• **TEXT EXCERPT**
** START **

Mumbai, Auto component maker Rane Group firm, Rane (Madras) Ltd, on Tuesday said it has entered into an agreement with Hindustan Composites to acquire the friction business for an enterprise value of Rs 370 crore.

As part of the acquisition, which is subject to terms of agreement, RML also acquires the brand “COMPO”, which reinforces Rane’s leadership position by expanding its reach across segments, distributors, fleet operators and aftermarket channels, the Chennai-based company said.

The transaction, remains subject to customary regulatory approvals and closing conditions, is expected to be completed by the end of the second quarter, the company said.

HCL’s friction business is a leading supplier of friction materials, with over six decades of experience across the automotive, railway, farm tractor, and industrial sectors, and having a product portfolio that includes brake linings, brake pads, brake blocks, clutch facings, and industrial friction products, backed by in-house R&D and a pan-India distribution network.

It operates two manufacturing facilities in Paithan and Bhandara in Maharashtra.

** END **

• **WHAT IS ASKED**
[1] In the acquisition news excerpt, what enterprise value is given for the friction business deal?
[2] Turn the paragraph of the acquisition news excerpt that begins "HCL's friction business is a leading supplier" into a short bulleted list that keeps its main facts.
[3] Write the next part of the news report on Rane (Madras) acquiring the friction business, starting after its final sentence.

• **GIVEN INFORMATION**

** START **

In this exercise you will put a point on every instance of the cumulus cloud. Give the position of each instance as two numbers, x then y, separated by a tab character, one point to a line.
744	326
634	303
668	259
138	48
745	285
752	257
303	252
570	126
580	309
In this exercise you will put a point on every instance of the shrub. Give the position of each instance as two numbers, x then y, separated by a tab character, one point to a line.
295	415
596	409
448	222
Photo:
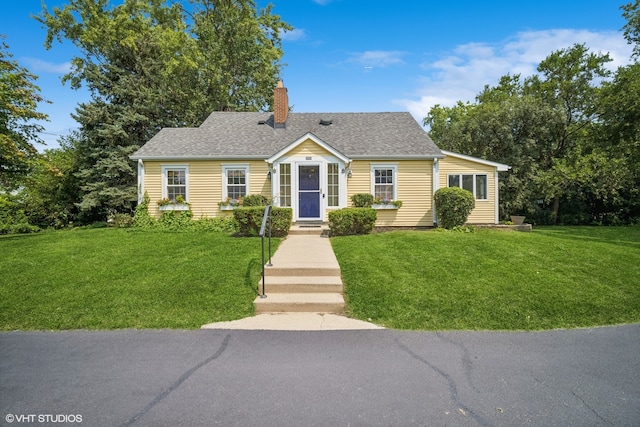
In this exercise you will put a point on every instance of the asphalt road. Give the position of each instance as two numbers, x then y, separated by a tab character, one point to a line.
588	377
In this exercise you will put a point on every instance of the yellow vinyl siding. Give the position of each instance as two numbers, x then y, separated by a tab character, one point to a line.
484	212
414	188
204	184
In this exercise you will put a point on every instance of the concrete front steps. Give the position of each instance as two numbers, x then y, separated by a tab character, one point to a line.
304	277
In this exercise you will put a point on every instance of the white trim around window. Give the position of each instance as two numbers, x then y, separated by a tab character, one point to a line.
384	175
175	180
234	178
476	183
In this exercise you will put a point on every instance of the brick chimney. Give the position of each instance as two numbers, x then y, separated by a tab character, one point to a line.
280	105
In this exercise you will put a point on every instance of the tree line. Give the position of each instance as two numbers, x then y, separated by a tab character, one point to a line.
570	132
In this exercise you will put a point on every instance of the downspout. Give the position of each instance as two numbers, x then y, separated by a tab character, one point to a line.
436	186
140	181
496	191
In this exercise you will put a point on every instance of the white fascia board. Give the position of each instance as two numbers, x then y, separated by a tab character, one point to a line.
501	167
313	138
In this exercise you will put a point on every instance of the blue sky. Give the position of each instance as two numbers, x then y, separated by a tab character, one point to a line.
371	55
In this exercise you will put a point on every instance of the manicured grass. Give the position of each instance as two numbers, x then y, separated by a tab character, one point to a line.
549	278
118	278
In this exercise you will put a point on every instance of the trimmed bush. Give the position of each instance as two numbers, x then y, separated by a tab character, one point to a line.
362	200
347	221
453	206
255	200
249	220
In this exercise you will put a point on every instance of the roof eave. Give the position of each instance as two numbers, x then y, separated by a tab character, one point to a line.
398	157
207	157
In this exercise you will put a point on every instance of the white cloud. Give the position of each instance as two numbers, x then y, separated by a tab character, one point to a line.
294	35
463	73
378	58
36	66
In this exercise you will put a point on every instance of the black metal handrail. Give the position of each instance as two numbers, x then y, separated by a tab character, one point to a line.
265	218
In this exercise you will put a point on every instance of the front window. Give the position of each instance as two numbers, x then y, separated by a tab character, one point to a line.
174	182
236	180
384	182
477	184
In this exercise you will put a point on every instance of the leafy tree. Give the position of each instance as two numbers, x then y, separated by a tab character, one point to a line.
148	65
19	98
540	125
568	83
631	12
51	191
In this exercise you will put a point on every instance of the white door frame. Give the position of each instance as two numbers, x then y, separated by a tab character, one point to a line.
295	191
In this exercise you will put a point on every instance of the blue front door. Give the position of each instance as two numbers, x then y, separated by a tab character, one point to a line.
309	192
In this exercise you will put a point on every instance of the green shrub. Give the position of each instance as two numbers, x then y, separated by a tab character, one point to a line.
13	219
347	221
255	200
176	220
362	200
120	220
225	224
249	220
141	217
453	206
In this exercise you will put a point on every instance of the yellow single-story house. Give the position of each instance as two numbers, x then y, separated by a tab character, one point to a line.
312	163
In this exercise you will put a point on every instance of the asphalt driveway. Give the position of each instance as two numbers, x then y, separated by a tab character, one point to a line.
330	378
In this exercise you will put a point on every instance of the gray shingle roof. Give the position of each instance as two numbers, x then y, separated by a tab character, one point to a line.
231	135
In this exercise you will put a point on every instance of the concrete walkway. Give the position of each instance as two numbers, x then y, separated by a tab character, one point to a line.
301	255
295	322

** END **

• **SOLVED TASKS**
[1] Rs 370 crore.

[2]
- Leading supplier of friction materials with over six decades of experience
- Serves the automotive, railway, farm tractor, and industrial sectors
- Products: brake linings, brake pads, brake blocks, clutch facings, and industrial friction products
- Supported by in-house R&D and a pan-India distribution network

[3]
Based on the latest audited financial results, friction business reported revenue of Rs 315.04 crore and a profit before tax of Rs 40.29 crore.

Upon completion, the acquisition will create a Rs 1,000-plus crore friction materials business, establishing RML as the market leader across all major segments, it said.

“This acquisition leverages Rane’s ability to create a market-leading friction solutions platform. By integrating these complementary businesses, we are uniquely positioned to address the evolving needs of India’s transportation needs while driving operational excellence and long-term value for our stakeholders,” said Harish Lakshman, Chairman, Rane Group.

RML said it already has a leadership in the friction business, spanning passenger vehicles, two-wheelers, aftermarket and railways, alongside an export business aggregating revenue of over Rs 700 crore.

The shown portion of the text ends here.